■ **Brief**
Every record, from first to last, should be written out again exactly.

.....

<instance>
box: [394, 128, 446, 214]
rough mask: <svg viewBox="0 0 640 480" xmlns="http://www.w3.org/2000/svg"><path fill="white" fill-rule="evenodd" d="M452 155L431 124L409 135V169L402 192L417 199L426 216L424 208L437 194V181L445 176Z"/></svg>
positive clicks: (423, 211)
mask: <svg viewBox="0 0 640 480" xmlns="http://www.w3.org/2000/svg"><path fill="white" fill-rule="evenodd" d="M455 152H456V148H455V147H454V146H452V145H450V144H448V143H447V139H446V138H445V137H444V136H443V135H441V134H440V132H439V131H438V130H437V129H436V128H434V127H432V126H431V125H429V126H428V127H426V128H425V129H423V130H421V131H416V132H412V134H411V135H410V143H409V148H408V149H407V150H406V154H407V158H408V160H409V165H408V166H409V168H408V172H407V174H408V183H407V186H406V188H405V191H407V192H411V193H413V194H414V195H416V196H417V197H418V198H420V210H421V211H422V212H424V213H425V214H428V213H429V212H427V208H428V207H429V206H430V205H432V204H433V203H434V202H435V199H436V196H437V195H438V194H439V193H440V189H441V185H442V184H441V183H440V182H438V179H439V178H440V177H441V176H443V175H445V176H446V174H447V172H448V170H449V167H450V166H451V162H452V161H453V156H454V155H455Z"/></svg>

.....

■ **Expected answer**
<instance>
box: [394, 128, 446, 214]
rough mask: <svg viewBox="0 0 640 480" xmlns="http://www.w3.org/2000/svg"><path fill="white" fill-rule="evenodd" d="M452 155L431 124L409 135V169L402 192L417 199L426 216L424 208L437 194V181L445 176Z"/></svg>
positive clicks: (423, 211)
mask: <svg viewBox="0 0 640 480" xmlns="http://www.w3.org/2000/svg"><path fill="white" fill-rule="evenodd" d="M455 152H456V148H455V147H454V146H452V145H450V144H448V143H447V139H446V138H445V137H444V136H443V135H441V134H440V132H439V131H438V130H437V129H436V128H434V127H432V126H431V125H429V126H428V127H426V128H425V129H423V130H421V131H416V132H412V134H411V135H410V143H409V148H408V149H407V150H406V154H407V158H408V160H409V165H408V166H409V168H408V172H407V174H408V183H407V186H406V188H405V191H407V192H411V193H413V194H414V195H416V196H417V197H418V198H420V210H421V211H422V212H424V213H425V214H428V213H429V212H427V208H428V207H429V206H430V205H432V204H433V203H434V202H435V199H436V196H437V195H438V194H439V193H440V189H441V185H442V184H441V183H440V182H438V179H439V178H440V177H441V176H443V175H445V176H446V174H447V172H448V170H449V167H450V166H451V162H452V161H453V156H454V155H455Z"/></svg>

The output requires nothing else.